## 任务指令
请照抄下方的行，从包含“pale grass stem.”的那一行起，一直抄到全部行的最后一行，首尾两行都要包括在内，其余的行不要抄。

## 记录清单
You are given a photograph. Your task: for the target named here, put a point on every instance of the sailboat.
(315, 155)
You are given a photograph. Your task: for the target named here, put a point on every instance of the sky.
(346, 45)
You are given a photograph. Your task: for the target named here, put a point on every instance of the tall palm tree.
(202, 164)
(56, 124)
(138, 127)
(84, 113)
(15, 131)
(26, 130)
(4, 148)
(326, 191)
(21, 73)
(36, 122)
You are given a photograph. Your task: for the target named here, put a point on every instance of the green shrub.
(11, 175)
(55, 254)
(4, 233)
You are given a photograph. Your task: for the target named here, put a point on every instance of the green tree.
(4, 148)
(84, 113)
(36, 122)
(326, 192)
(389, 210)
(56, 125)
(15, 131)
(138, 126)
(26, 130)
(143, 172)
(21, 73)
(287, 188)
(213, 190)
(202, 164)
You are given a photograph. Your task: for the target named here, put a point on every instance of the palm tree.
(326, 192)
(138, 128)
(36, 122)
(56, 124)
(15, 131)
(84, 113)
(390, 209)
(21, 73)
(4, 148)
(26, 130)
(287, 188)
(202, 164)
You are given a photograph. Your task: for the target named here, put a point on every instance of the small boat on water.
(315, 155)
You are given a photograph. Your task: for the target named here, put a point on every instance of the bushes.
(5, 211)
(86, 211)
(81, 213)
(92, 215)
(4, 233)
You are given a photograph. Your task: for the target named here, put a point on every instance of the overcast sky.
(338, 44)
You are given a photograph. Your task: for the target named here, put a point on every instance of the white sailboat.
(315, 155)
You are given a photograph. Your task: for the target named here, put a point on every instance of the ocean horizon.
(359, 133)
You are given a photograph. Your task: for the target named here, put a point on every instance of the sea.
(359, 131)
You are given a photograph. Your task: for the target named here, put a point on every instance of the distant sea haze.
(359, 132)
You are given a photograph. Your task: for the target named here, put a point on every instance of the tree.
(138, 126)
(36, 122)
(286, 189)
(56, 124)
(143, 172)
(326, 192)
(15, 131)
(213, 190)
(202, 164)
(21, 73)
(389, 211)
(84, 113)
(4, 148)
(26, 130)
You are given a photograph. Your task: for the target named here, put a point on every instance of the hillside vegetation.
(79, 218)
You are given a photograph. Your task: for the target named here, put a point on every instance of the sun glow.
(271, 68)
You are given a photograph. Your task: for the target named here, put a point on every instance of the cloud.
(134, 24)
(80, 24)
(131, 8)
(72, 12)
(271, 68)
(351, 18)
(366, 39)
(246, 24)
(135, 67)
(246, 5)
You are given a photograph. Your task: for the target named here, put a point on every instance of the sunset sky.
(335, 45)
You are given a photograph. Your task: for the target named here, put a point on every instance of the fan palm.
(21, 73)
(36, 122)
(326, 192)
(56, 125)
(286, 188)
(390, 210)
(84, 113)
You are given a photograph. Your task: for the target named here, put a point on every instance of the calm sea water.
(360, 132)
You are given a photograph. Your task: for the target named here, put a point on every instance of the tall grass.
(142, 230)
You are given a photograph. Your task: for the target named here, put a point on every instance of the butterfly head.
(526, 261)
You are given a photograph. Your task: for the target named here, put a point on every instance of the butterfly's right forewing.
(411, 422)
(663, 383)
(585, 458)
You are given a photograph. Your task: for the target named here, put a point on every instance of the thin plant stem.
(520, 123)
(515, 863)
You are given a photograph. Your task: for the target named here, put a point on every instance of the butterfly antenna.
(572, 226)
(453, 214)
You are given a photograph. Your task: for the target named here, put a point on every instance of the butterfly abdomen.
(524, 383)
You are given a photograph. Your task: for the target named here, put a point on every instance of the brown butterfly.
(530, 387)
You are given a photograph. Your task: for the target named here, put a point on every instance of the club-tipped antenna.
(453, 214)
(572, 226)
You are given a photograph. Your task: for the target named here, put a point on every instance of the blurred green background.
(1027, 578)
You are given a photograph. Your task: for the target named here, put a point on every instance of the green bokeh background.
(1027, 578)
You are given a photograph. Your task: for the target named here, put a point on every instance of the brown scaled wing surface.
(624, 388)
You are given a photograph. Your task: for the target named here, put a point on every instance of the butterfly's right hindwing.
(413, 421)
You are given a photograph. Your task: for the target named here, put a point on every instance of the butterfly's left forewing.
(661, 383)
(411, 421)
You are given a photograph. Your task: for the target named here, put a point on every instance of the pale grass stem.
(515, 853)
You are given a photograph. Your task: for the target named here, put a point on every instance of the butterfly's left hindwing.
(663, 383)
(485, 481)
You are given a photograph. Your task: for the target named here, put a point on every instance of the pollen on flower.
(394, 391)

## 任务结果
You are given a photograph. Your task: for the target named here, put a point on every instance of the pale grass stem.
(515, 853)
You are given a photograph. Your task: for the target named here, put a point on every instance of the butterfly's left hindwing.
(663, 383)
(485, 481)
You are given a photograph. Your task: for the target named here, put a point on every instance of the pollen on flower.
(394, 391)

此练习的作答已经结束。